■ **WORK INSTRUCTIONS**
Reproduce the review of A Dog's Purpose below word for word, from its first line to its last.

■ **TEXT PASSAGE**

_ _ _ _ _

This review was originally published on News Cult in January 2017.

Starring: Josh Gad, K.J. Apa, Britt Robertson, John Ortiz, Dennis Quaid, Peggy Lipton

Director: Lasse Hallström

Running Time: 100 Minutes

Rating: PG for a Few Moments That Make a Dog Whimper

Release Date: January 27, 2017

A Dog’s Purpose asks, “What is a dog’s purpose?” Before answering this question, it is important to note that A Dog’s Purpose presupposes that reincarnation (or at least canine reincarnation) is a fact of existence. If you have been a dog parent multiple times and ever believed that one of your more recent pups was somehow the same as one of your older ones, then this film has your back. This is the third in director Lasse Hallström’s dog trilogy (following 1985’s My Life as a Dog and 2009’s Hachi: A Dog’s Tale), so I feel confident in determining that he imbued that belief into every single frame.

_ _ _ _ _

■ **STORED DATA**
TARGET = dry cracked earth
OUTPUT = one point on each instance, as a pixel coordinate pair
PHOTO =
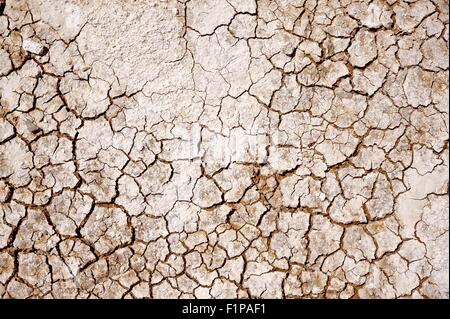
(224, 149)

_ _ _ _ _

■ **TASK ANSWER**
This review was originally published on News Cult in January 2017.

Starring: Josh Gad, K.J. Apa, Britt Robertson, John Ortiz, Dennis Quaid, Peggy Lipton

Director: Lasse Hallström

Running Time: 100 Minutes

Rating: PG for a Few Moments That Make a Dog Whimper

Release Date: January 27, 2017

A Dog’s Purpose asks, “What is a dog’s purpose?” Before answering this question, it is important to note that A Dog’s Purpose presupposes that reincarnation (or at least canine reincarnation) is a fact of existence. If you have been a dog parent multiple times and ever believed that one of your more recent pups was somehow the same as one of your older ones, then this film has your back. This is the third in director Lasse Hallström’s dog trilogy (following 1985’s My Life as a Dog and 2009’s Hachi: A Dog’s Tale), so I feel confident in determining that he imbued that belief into every single frame.